Written problem: Please reproduce the stretch from the line containing "Detection target: black pants" through the line containing "266,426 -> 331,585", with "Detection target" changed to "Search target" and nothing else altered. Return only those lines.

------ Given records ------

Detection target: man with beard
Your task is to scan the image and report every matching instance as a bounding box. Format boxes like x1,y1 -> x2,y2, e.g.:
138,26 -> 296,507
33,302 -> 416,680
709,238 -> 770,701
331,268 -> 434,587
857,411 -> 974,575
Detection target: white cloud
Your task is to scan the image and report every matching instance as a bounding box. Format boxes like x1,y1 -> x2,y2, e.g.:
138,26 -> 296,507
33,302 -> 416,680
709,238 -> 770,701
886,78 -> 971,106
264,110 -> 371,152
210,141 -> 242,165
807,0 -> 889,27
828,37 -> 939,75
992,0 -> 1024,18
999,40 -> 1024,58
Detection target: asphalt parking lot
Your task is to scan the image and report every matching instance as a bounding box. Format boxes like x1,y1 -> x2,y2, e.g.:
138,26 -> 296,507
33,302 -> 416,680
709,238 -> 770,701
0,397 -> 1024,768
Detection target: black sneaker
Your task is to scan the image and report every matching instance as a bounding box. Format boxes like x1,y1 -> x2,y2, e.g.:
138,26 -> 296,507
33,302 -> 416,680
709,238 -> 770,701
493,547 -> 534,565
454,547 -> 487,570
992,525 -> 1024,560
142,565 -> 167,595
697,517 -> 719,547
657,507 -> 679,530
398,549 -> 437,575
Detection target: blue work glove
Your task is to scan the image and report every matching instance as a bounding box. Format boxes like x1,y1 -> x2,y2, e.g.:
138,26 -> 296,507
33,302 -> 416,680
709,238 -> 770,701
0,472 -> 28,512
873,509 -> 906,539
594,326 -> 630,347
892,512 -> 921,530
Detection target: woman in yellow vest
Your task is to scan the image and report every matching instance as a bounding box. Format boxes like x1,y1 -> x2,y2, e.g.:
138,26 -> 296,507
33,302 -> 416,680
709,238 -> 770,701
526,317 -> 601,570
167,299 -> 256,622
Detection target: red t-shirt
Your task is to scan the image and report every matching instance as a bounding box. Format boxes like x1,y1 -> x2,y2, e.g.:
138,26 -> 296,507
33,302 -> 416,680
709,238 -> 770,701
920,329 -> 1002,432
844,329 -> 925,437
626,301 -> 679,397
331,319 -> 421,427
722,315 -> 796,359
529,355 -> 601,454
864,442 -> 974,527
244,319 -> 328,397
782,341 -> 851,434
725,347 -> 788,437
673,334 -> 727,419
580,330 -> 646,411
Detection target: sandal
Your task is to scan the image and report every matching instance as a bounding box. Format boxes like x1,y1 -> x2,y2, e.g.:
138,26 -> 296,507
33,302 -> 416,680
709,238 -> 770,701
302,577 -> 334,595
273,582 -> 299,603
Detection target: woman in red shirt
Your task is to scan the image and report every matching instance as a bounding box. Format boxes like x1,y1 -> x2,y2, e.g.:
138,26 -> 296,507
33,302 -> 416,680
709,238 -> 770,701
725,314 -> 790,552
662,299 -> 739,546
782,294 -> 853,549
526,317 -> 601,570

------
------ Given records ------

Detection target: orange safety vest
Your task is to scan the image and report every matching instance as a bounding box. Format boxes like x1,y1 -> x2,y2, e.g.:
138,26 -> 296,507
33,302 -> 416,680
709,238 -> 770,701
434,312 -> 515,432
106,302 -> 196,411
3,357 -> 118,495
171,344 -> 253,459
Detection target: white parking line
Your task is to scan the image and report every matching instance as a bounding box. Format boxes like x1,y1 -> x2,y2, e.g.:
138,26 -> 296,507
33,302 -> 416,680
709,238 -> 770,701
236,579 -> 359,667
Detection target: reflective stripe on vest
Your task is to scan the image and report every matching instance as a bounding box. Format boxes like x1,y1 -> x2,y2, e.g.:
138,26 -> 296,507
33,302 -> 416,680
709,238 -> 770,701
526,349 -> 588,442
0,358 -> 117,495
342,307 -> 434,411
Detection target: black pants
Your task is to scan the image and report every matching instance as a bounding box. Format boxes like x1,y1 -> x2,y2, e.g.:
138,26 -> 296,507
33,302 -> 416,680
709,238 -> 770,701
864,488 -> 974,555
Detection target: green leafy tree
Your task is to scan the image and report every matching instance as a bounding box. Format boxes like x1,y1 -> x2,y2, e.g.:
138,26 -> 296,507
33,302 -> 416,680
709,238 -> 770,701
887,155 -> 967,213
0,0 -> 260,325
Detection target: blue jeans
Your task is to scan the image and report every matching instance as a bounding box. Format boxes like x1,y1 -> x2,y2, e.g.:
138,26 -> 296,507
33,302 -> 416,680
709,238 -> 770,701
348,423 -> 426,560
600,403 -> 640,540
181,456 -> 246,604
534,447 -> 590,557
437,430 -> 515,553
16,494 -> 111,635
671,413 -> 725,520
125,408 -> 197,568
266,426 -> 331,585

------
------ Given records ------

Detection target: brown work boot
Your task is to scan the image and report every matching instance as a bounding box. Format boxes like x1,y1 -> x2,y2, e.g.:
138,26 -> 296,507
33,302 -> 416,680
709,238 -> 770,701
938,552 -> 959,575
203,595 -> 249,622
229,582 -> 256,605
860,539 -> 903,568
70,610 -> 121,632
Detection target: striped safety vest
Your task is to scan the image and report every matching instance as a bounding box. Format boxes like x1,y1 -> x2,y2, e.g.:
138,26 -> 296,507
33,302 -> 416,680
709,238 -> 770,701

------

Answer to this exercise:
Search target: black pants
Your task is to scan the image and report every matching instance as a bounding box. Format boxes like x1,y1 -> x2,y2, e.g.:
138,26 -> 296,507
33,302 -> 416,680
709,238 -> 770,701
864,488 -> 974,555
Search target: green leafy tree
Your task is to scan the image and report every matching instance as a bounding box. Format boxes like x1,y1 -> x2,y2, e.g.:
138,26 -> 296,507
33,302 -> 416,680
709,238 -> 770,701
887,155 -> 967,213
0,0 -> 260,325
Search target: blue jeans
Your task is to scan the image and report every matching instance as a bounding box. Format boxes like x1,y1 -> x2,y2, e.g.:
138,26 -> 296,507
33,302 -> 416,680
709,238 -> 770,701
348,423 -> 426,560
600,403 -> 640,540
181,456 -> 246,604
534,447 -> 590,557
437,430 -> 515,553
16,494 -> 111,635
671,413 -> 725,520
125,408 -> 197,568
266,426 -> 331,585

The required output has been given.